Aim of the task:
Update the items below by replacing "even-odd rule" with "nonzero winding rule" everywhere it occurs, and reproduce them with everything else left unchanged.

Items from an annotation dataset
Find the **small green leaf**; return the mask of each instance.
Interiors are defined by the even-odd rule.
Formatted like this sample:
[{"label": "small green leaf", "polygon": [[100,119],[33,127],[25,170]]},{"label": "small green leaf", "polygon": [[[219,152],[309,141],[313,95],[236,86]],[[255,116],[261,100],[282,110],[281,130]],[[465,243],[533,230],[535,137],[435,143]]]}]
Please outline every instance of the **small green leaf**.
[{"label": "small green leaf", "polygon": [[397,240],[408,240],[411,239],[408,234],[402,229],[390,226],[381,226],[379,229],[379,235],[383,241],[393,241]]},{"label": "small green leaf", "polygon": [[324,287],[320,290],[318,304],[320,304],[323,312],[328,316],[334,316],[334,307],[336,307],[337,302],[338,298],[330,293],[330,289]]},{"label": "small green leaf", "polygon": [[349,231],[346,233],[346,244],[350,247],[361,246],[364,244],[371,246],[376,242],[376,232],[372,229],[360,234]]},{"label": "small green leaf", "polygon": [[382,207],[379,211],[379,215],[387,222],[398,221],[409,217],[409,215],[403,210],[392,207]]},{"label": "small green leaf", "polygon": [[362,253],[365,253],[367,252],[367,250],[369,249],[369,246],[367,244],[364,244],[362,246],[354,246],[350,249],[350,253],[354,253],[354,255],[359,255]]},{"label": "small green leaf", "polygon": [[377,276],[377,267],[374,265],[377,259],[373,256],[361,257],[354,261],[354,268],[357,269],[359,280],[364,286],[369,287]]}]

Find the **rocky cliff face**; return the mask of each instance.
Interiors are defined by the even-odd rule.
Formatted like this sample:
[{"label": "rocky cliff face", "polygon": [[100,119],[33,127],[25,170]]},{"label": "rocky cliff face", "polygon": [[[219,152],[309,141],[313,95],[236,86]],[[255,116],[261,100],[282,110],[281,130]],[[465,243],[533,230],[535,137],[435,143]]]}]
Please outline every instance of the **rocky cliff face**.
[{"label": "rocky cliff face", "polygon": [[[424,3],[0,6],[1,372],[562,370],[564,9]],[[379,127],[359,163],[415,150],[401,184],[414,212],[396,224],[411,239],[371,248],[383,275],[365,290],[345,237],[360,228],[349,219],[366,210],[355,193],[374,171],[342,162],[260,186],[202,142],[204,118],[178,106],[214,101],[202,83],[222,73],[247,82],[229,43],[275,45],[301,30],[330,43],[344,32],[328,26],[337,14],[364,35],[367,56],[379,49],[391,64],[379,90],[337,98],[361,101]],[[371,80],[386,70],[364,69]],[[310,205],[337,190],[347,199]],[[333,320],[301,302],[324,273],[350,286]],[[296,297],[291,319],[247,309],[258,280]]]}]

Exercise response:
Find the **small green leaf**; return the mask of each instance.
Interiors are defined by the nonzero winding rule.
Formatted like this sample:
[{"label": "small green leaf", "polygon": [[100,119],[33,127],[25,170]]},{"label": "small green leaf", "polygon": [[[219,152],[309,141],[313,95],[236,86]],[[255,116],[261,100],[282,110],[281,130]],[[465,243],[533,230],[535,137],[435,143]]]}]
Please outline every instance of the **small green leaf**.
[{"label": "small green leaf", "polygon": [[397,240],[408,240],[411,239],[408,234],[402,229],[390,226],[381,226],[379,229],[379,235],[383,241],[393,241]]},{"label": "small green leaf", "polygon": [[324,287],[320,290],[318,304],[320,304],[323,312],[328,316],[334,316],[334,307],[336,307],[337,302],[338,298],[330,293],[330,289]]},{"label": "small green leaf", "polygon": [[349,231],[346,233],[346,244],[350,247],[361,246],[364,244],[371,246],[376,242],[376,232],[372,229],[360,234]]},{"label": "small green leaf", "polygon": [[382,207],[379,211],[379,215],[387,222],[398,221],[409,217],[409,215],[403,210],[392,207]]},{"label": "small green leaf", "polygon": [[362,253],[365,253],[367,252],[367,250],[369,249],[369,246],[367,244],[364,244],[362,246],[354,246],[350,249],[350,253],[354,253],[354,255],[359,255]]},{"label": "small green leaf", "polygon": [[377,276],[377,267],[374,265],[377,259],[373,256],[361,257],[354,261],[354,268],[357,269],[359,280],[364,286],[369,287]]}]

Find the **rocky cliff face**; return the mask of each instance.
Interiors are defined by the nonzero winding rule.
Formatted like this sample:
[{"label": "rocky cliff face", "polygon": [[100,119],[33,127],[25,170]]},{"label": "rocky cliff face", "polygon": [[[219,152],[309,141],[313,95],[236,86]],[[255,116],[261,100],[282,110],[281,130]],[[465,243],[533,230],[535,137],[435,143]]]}]
Please outline every instance of the **rocky cliff face**.
[{"label": "rocky cliff face", "polygon": [[[424,3],[0,6],[1,372],[562,370],[564,9]],[[379,127],[359,163],[415,150],[401,184],[414,212],[396,224],[411,239],[371,248],[383,275],[365,290],[345,237],[360,228],[349,219],[366,210],[355,193],[374,171],[342,162],[260,186],[202,142],[204,118],[178,106],[214,101],[202,83],[222,73],[247,82],[229,43],[275,45],[301,30],[330,43],[344,32],[328,26],[337,14],[364,35],[367,56],[379,49],[391,64],[379,90],[337,98],[361,101]],[[371,80],[386,70],[364,69]],[[310,205],[337,190],[347,199]],[[333,320],[301,302],[324,273],[350,286]],[[296,297],[291,319],[247,309],[258,280]]]}]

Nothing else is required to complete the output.